* Start Passage *
Eventually we headed back to Yeosu, and my co-teacher and I had a really long conversation about graves, which was slightly odd. Koreans bury people in plots all up and down the sides of mountains and in the forest and wherever they think their relatives would like to be buried, so we had a whole conversation for like an hour about the differences between what you do with your dead in Canada and Korea. Morbid but interesting? Haha.

We went for dinner at the same restaurant as the week before, it’s owned by one of the teacher’s mom. The food there is great, so I’m not going to complain. We had duck, which is the most delicious food in the world. I could eat duck every day for the rest of my life. We cooked it on these little gas grills in the middle of the table. Duck is not fun to cook. It splashes everywhere. And it hurts a lot when it splashes on –you–. Oi. But it was super yummy and garlicky, so aside from the grease burns, I wasn’t complaining. That’s one great thing about Korean food; they love garlic as much as I do!

After eating dinner, we all piled into the street (I think of it more as an alley, but I guess Koreans like narrow winding roads), and tried to figure out who was going home with who. As we were standing in a group and talking, all of a sudden one of my co-teachers noticed another white person walking up the road and she started yelling what I believe was chingu, which means friend. Anyways she started yelling chingu over and over and pointing at him and then a few of the other started yelling and pointing, and then they looked at me and tried to tell me to go run up to him and talk to him “you be friends!! You be friends!! Another white person! You be friends!” it was probably one of the most embarrassing things to ever happen. Of course, I turned beet red and pulled the good ol’ Korean ‘cover your cheeks when you’re embarrassed’ move and they luckily stopped. I took a cab home with the new drama teacher, she knows enough English that we can communicate fairly effectively. She just moved to Yeosu from Seoul a week after I did, and when we got out of the cab at the school and said goodbye, she turned to me as we were walking away and asked “friends?” It was so sweet. Of course I answered “yes, friends for sure.” I love Koreans; most of them are incredibly kind and sweet, even if they don’t have to be.
* End Passage *
* Start Records to use *
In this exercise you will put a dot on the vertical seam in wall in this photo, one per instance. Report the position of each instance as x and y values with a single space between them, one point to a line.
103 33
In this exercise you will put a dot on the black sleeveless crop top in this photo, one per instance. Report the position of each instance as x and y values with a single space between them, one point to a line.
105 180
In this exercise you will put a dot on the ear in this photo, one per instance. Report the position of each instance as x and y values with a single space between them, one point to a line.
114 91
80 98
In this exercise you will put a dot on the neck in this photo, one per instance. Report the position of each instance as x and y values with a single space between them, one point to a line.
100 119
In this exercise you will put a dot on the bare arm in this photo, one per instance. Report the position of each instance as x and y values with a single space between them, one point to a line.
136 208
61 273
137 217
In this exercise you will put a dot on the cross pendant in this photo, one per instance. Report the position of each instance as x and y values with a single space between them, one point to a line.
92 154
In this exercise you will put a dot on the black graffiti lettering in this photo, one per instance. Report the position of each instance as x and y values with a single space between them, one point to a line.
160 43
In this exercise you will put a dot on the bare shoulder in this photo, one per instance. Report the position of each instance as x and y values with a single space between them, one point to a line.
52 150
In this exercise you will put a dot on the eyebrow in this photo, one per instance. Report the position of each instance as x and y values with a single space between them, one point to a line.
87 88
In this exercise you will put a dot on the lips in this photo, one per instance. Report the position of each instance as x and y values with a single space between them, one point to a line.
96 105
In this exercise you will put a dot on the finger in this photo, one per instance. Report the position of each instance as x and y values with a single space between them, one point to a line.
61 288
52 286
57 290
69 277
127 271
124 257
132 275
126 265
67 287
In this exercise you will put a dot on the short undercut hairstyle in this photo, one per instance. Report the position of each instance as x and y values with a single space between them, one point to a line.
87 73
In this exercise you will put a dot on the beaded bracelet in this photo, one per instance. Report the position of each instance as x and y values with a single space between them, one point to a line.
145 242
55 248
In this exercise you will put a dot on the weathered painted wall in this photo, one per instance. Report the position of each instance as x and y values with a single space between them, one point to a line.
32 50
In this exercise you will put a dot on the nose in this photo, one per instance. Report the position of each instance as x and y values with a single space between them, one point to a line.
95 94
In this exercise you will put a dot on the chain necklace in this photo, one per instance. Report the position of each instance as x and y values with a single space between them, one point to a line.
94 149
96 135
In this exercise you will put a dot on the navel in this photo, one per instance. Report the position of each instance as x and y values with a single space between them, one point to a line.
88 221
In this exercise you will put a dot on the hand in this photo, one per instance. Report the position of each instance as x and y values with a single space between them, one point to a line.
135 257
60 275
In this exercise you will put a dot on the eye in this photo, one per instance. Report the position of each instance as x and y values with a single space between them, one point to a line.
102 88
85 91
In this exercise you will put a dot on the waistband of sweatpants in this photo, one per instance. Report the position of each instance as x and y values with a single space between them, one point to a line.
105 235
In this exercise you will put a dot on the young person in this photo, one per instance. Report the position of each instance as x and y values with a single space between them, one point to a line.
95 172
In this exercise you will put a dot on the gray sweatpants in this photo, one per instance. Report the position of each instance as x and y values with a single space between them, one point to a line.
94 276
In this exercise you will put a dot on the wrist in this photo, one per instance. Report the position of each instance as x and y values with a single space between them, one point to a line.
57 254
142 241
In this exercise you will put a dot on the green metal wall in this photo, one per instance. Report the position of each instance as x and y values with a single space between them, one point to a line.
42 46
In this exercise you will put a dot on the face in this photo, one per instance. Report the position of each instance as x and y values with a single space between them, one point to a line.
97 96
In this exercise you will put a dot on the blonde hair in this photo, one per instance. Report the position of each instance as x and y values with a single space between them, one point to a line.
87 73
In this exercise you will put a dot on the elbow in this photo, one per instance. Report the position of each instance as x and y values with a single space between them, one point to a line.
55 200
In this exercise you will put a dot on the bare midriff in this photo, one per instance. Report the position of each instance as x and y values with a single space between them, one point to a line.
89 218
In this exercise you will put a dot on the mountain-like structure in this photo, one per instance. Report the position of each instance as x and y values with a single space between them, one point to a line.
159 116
* End Records to use *
--- Tasks ---
1: According to the passage, which city did the new drama teacher move to Yeosu from?
2: Copy every line of the entries that contains the word "wall". Case counts.

--- Solutions per task ---
1: Seoul.

2:
In this exercise you will put a dot on the vertical seam in wall in this photo, one per instance. Report the position of each instance as x and y values with a single space between them, one point to a line.
In this exercise you will put a dot on the weathered painted wall in this photo, one per instance. Report the position of each instance as x and y values with a single space between them, one point to a line.
In this exercise you will put a dot on the green metal wall in this photo, one per instance. Report the position of each instance as x and y values with a single space between them, one point to a line.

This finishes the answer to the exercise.